◆ **Stated exercise 1**:
List every professional reputation that the Jaime Davidovich biography says his artworks and art-making activities produced.
◆ **Stated exercise 2**:
Reproduce the passage of the Jaime Davidovich biography starting at "When Davidovich was" and ending at "artist Aurel Kessler.".

[start Quoted text]

- Born: September 29, 1936 Buenos Aires, Argentina
- Died: August 27, 2016 (aged 79) New York City, New York U.S.
- Other names: Dr. Videovich
- Education: National College University of Uruguay School of Visual Arts
- Occupation: Conceptual artist
- Years active: 1956–2016
- Spouse: Judith Henry
- Children: 2

= Jaime Davidovich =

Argentine-American artist

Jaime Davidovich (September 27, 1936 – August 27, 2016) was an Argentine-American conceptual artist and television-art pioneer. His innovative artworks and art-making activities produced several distinct professional reputations including painter, installation artist, video artist, Public-access television cable TV producer, activist, and non-profit organizer. He is the creator of legendary downtown Manhattan cable television program The Live! Show (1979–1984). Billed as "the variety show of the avant-garde", The Live! Show was an eclectic half-hour of live, interactive artistic entertainment inspired by the Dada performance club Cabaret Voltaire and the anarchic humor of American television comedian Ernie Kovacs.

== Early life and education==
Davidovich was born in Buenos Aires, Argentina to Lucio Davidovich and Clara Davidovich (née Jacif). His parents were Jewish immigrants from Ukraine.

When Davidovich was eight years old he contracted rheumatic fever and was bedridden for several months. It was during which time his parents introduced him to art materials to pass the time.

In 1948 when he was 12 years old, Davidovich began to study art under his cousin Simón Feldman during which time he became interested in the work of Paul Cézanne, Henri Matisse and Pablo Picasso. Davidovich later worked under the Hungarian cubist artist Aurel Kessler.

In 1958, Davidovich received a bachelor's degree from the National College in Buenos Aires. In 1961, he received a degree from the University of Uruguay. In 1963, he received a degree from the School of Visual Arts in New York City.

== Career ==
=== Visual art ===
Davidovich began exhibiting his paintings in 1956 in Argentina, Brazil, and the United States. Interested in space and texture, he experimented with the boundaries of visual artworks first by dissolving the structure of the painting's frame by affixing canvas to walls and then by installing works directly on walls, floors, stairways, and sidewalks.

[end Quoted text]
[start Extracted records]

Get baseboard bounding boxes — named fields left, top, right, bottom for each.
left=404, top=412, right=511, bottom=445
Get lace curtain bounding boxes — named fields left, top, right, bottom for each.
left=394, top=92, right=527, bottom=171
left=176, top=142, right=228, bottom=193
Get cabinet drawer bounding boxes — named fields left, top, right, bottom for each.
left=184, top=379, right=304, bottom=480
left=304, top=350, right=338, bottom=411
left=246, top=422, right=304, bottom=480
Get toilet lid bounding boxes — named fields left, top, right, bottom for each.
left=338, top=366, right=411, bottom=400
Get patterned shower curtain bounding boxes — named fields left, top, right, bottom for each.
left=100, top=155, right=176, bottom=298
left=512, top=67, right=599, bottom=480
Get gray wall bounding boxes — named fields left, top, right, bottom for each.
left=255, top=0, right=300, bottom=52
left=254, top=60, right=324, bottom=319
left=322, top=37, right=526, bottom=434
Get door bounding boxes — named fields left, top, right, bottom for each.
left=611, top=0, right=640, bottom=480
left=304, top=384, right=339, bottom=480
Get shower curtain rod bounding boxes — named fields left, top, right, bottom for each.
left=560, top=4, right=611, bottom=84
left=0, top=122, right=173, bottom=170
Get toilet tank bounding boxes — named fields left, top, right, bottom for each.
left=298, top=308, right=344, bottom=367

[end Extracted records]

◆ **Answer 1**:
Painter, installation artist, video artist, Public-access television cable TV producer, activist, and non-profit organizer.

◆ **Answer 2**:
When Davidovich was eight years old he contracted rheumatic fever and was bedridden for several months. It was during which time his parents introduced him to art materials to pass the time.

In 1948 when he was 12 years old, Davidovich began to study art under his cousin Simón Feldman during which time he became interested in the work of Paul Cézanne, Henri Matisse and Pablo Picasso. Davidovich later worked under the Hungarian cubist artist Aurel Kessler.